==== INFORMATION SHOWN ====

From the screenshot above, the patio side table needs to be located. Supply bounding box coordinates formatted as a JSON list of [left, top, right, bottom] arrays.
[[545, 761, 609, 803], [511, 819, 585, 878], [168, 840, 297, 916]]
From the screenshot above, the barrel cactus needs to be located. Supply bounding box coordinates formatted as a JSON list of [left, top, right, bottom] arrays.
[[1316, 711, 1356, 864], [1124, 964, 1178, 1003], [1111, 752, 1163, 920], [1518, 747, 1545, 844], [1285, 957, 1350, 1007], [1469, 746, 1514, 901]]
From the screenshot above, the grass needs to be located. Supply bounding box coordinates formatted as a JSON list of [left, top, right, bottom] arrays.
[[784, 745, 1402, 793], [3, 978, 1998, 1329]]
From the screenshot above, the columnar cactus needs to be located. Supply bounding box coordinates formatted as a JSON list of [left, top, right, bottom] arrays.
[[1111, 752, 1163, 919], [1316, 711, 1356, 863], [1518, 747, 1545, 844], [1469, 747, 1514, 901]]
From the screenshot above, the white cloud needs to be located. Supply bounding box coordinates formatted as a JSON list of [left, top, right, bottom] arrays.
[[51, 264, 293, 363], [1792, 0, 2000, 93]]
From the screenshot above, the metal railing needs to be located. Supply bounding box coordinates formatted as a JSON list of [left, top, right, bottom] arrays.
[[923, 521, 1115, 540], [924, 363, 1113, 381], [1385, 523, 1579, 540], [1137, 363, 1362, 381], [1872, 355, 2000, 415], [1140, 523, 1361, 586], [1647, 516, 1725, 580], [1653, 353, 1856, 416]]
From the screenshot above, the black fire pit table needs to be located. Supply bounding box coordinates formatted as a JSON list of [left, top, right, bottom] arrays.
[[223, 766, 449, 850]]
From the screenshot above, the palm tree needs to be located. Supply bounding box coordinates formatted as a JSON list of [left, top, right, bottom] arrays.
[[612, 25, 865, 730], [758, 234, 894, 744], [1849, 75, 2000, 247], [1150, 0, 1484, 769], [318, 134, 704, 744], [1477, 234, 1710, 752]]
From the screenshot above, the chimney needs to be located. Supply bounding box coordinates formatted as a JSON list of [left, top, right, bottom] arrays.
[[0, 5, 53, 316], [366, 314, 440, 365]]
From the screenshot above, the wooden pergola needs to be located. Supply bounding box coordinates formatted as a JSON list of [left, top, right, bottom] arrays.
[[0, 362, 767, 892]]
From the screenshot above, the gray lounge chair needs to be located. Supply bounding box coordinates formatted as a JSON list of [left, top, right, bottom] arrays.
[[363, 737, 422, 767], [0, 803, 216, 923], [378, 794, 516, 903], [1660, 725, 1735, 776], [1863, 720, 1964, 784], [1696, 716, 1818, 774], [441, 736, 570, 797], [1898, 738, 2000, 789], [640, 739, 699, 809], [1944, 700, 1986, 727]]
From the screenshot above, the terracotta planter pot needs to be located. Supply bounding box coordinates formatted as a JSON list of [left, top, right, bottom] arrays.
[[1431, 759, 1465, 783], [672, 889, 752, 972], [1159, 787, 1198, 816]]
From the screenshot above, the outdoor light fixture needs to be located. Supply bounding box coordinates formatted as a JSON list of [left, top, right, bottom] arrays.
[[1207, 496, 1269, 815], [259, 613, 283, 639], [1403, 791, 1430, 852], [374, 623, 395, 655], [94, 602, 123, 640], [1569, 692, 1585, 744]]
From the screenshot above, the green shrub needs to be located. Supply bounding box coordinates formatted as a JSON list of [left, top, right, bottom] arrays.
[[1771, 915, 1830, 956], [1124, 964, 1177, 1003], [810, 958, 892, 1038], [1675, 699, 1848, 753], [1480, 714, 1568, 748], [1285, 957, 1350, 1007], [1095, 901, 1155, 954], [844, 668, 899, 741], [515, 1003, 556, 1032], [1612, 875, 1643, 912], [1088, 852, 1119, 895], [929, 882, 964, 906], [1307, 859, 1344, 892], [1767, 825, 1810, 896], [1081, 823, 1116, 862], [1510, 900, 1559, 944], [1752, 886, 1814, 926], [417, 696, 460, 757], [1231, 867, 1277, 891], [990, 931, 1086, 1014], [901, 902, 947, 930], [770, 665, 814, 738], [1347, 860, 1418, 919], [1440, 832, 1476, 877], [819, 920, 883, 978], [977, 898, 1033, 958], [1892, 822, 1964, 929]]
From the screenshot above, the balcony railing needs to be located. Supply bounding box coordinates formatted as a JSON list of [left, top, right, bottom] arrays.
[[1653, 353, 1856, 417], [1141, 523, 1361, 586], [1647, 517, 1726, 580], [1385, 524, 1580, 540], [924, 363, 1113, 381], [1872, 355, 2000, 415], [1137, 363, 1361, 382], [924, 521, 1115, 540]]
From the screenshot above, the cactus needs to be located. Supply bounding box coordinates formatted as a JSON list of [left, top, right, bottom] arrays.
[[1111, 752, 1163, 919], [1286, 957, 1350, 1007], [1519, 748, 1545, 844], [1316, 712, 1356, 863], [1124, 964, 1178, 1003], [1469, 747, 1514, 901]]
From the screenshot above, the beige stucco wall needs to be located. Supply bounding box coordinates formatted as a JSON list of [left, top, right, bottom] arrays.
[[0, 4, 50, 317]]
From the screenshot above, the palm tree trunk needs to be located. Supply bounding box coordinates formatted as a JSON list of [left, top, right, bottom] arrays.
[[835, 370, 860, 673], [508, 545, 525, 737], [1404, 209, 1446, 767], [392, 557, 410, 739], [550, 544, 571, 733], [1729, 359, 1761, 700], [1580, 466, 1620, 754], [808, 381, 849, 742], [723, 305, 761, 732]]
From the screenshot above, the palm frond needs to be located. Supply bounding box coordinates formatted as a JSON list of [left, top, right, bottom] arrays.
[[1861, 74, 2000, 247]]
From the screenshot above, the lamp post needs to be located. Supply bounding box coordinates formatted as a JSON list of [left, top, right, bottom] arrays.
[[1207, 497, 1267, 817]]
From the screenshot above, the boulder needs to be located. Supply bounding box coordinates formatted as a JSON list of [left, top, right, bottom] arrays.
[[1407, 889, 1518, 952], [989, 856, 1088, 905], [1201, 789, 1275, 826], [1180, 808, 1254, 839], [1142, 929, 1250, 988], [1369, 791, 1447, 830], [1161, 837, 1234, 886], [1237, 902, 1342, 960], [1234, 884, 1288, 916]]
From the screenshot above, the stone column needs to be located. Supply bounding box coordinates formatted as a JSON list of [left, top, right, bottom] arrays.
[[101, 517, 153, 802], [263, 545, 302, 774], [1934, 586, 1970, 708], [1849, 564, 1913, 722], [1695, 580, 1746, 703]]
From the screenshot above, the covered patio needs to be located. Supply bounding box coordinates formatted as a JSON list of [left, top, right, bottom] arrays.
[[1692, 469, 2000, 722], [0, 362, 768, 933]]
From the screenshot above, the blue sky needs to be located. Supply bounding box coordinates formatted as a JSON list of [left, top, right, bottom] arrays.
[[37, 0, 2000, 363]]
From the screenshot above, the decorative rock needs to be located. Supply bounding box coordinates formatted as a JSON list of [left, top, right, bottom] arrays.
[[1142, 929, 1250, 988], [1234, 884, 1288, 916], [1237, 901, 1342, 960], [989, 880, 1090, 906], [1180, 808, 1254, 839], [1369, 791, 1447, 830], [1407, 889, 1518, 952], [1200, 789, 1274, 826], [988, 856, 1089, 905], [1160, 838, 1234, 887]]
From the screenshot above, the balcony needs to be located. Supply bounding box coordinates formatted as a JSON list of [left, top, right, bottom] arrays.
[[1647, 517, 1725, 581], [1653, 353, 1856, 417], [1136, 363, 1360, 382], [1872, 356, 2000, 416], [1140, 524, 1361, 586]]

====

:: HOW TO COMPLETE THIS TASK ::
Transcribe all of the material without omitting a line.

:: EXERCISE SOLUTION ::
From the screenshot above, the patio side table needs to be located. Supply bounding box coordinates formatted as a JSON list of [left, top, right, bottom] arrays.
[[545, 761, 609, 803], [511, 819, 585, 878], [168, 840, 297, 916]]
From the screenshot above, the barrel cactus needs to be located. Supply bounding box coordinates formatted as a JSON list of [left, top, right, bottom] arrays.
[[1316, 711, 1356, 864], [1124, 964, 1178, 1003], [1111, 752, 1163, 920], [1518, 747, 1545, 844], [1285, 957, 1350, 1007], [1469, 746, 1514, 901]]
From the screenshot above, the grass needs to be located. Supply bounding box coordinates formatted as a JSON list of [left, top, right, bottom] arrays.
[[784, 745, 1402, 793], [3, 978, 1998, 1329]]
From the screenshot above, the columnar cactus needs to be located. Supply bounding box coordinates formatted as a JSON list of [left, top, right, bottom] arrays.
[[1111, 752, 1163, 919], [1316, 711, 1356, 863], [1518, 747, 1545, 844], [1469, 747, 1514, 901]]
From the screenshot above, the white cloud needs to be located. Supply bounding box coordinates formatted as a JSON list of [left, top, right, bottom] arrays.
[[51, 264, 293, 363], [1792, 0, 2000, 93]]
From the screenshot above, the metal railing needs to be located. Supply bounding box coordinates formatted as a JSON list of [left, top, right, bottom] arrays.
[[923, 521, 1115, 540], [924, 363, 1113, 381], [1385, 523, 1579, 540], [1137, 363, 1362, 381], [1872, 355, 2000, 415], [1140, 523, 1361, 586], [1647, 516, 1725, 580], [1653, 353, 1856, 416]]
From the screenshot above, the black fire pit table needs to be located. Supply bounding box coordinates formatted as a JSON list of [left, top, right, bottom] arrays.
[[223, 766, 449, 850]]
From the screenshot above, the palm tree needs to be located. Supply bounding box coordinates formatted as a JSON list of [left, top, right, bottom] arrays.
[[612, 25, 865, 730], [758, 234, 894, 744], [1849, 75, 2000, 247], [1150, 0, 1484, 769], [318, 134, 704, 744], [1477, 234, 1710, 752]]
From the screenshot above, the chimney needs to be located. Supply bounding box coordinates formatted as a JSON list of [left, top, right, bottom] arrays.
[[0, 5, 53, 316], [366, 314, 440, 365]]
From the screenshot above, the wooden pergola needs to be located. Supply bounding box coordinates formatted as a JSON list of [left, top, right, bottom] arrays.
[[0, 362, 767, 892]]
From the screenshot above, the gray lounge chair needs to be located. Supply bounding box coordinates formatted as a JSON list of [left, top, right, bottom] arrays.
[[363, 737, 422, 767], [0, 803, 216, 923], [378, 794, 516, 903], [1660, 725, 1735, 776], [1863, 720, 1964, 784], [1696, 716, 1818, 774], [441, 736, 570, 797], [1898, 738, 2000, 789], [640, 739, 699, 809], [1944, 700, 1986, 727]]
From the screenshot above, the terracotta planter pot needs to be located. Supply bounding box coordinates formatted as a JSON list of [left, top, right, bottom] arrays.
[[1431, 759, 1465, 783], [672, 889, 752, 972], [1159, 787, 1198, 816]]
From the screenshot above, the outdoor light fixture needs to be located. Supply bounding box coordinates formatted as a JSON list of [left, top, right, bottom] arrays.
[[1207, 496, 1269, 815], [259, 613, 283, 639], [1403, 791, 1430, 852], [374, 623, 395, 655], [94, 602, 123, 640], [1569, 692, 1585, 744]]
From the screenshot above, the green shrub needs to be located. Supply bounding box coordinates formatted as a JSON list of [left, top, right, bottom] arrays.
[[1771, 915, 1830, 956], [1124, 964, 1177, 1003], [810, 958, 892, 1038], [1675, 699, 1848, 753], [1480, 714, 1568, 748], [1285, 957, 1350, 1007], [1095, 901, 1155, 954], [844, 668, 899, 741], [515, 1003, 556, 1032], [1612, 875, 1643, 912], [1088, 852, 1119, 895], [929, 882, 964, 906], [1307, 859, 1344, 892], [1767, 825, 1810, 896], [1081, 823, 1116, 862], [1510, 900, 1559, 944], [1752, 886, 1814, 926], [417, 696, 460, 757], [1231, 867, 1277, 891], [990, 931, 1086, 1014], [901, 902, 947, 930], [770, 665, 814, 738], [1347, 860, 1418, 919], [1440, 832, 1476, 877], [819, 920, 883, 978], [977, 898, 1033, 958], [1892, 822, 1964, 929]]
From the screenshot above, the balcony railing needs to be located. Supply bounding box coordinates formatted as a JSON list of [left, top, right, bottom] arrays.
[[1653, 353, 1856, 417], [1141, 523, 1361, 586], [1647, 517, 1726, 580], [1385, 524, 1580, 540], [924, 363, 1113, 381], [1872, 355, 2000, 415], [1137, 363, 1361, 382], [924, 521, 1115, 540]]
From the screenshot above, the cactus needs to be located. Supply bounding box coordinates formatted as a JSON list of [left, top, right, bottom] arrays.
[[1111, 752, 1163, 919], [1286, 957, 1350, 1007], [1519, 748, 1545, 844], [1316, 712, 1356, 863], [1124, 964, 1178, 1003], [1469, 747, 1514, 901]]
From the screenshot above, the beige stucco wall needs to be located. Supply bounding box coordinates formatted as a JSON list of [left, top, right, bottom] arrays.
[[0, 4, 50, 317]]
From the screenshot above, the palm tree trunk needs to be located. Supply bounding box coordinates formatted as a JSON list of [left, top, right, bottom] arrays.
[[835, 370, 860, 673], [508, 545, 525, 737], [1404, 209, 1446, 767], [392, 557, 410, 739], [550, 544, 571, 733], [1729, 359, 1761, 700], [1580, 466, 1620, 754], [808, 381, 849, 742], [723, 305, 761, 732]]
From the screenshot above, the palm frond needs to be located. Supply bounding box coordinates formatted as a JSON list of [left, top, right, bottom] arrays.
[[1861, 74, 2000, 247]]
From the screenshot above, the lamp post needs to be located. Supply bounding box coordinates formatted as a JSON list of [left, top, right, bottom] arrays.
[[1207, 497, 1267, 817]]
From the screenshot above, the boulder needs to be located. Supply bounding box coordinates formatted as a JSON list of [left, top, right, bottom] arrays.
[[1407, 889, 1518, 952], [989, 856, 1088, 905], [1201, 789, 1275, 826], [1180, 808, 1254, 839], [1142, 929, 1250, 988], [1369, 791, 1447, 830], [1161, 837, 1234, 886], [1237, 902, 1342, 960], [1234, 884, 1288, 916]]
From the screenshot above, the stone column needs to be located. Supply bounding box coordinates formatted as a JSON list of [left, top, right, bottom] arrays.
[[101, 517, 153, 802], [263, 545, 302, 774], [1934, 586, 1970, 708], [1849, 564, 1913, 722], [1695, 580, 1746, 703]]
From the screenshot above, the covered patio needs to be located. Supply bounding box coordinates formatted as a JSON list of [left, top, right, bottom] arrays.
[[1692, 469, 2000, 722], [0, 362, 768, 933]]
From the screenshot above, the blue sky needs to be located. Supply bounding box coordinates formatted as a JSON list of [left, top, right, bottom] arrays.
[[37, 0, 2000, 363]]
From the screenshot above, the decorative rock needs to be located. Supply bounding box coordinates formatted as a JSON list of [left, top, right, bottom] arrays.
[[1142, 929, 1250, 988], [1234, 884, 1288, 916], [1237, 901, 1342, 960], [989, 880, 1090, 906], [1180, 808, 1254, 839], [1369, 791, 1447, 830], [1407, 889, 1518, 952], [1200, 789, 1274, 826], [988, 856, 1089, 905], [1160, 838, 1234, 887]]
From the screenshot above, the balcony needs to be located. Supply bounding box coordinates formatted as a JSON list of [left, top, right, bottom] arrays.
[[1647, 517, 1725, 581], [1653, 353, 1856, 417], [1136, 363, 1360, 382], [1872, 356, 2000, 416], [1140, 524, 1361, 586]]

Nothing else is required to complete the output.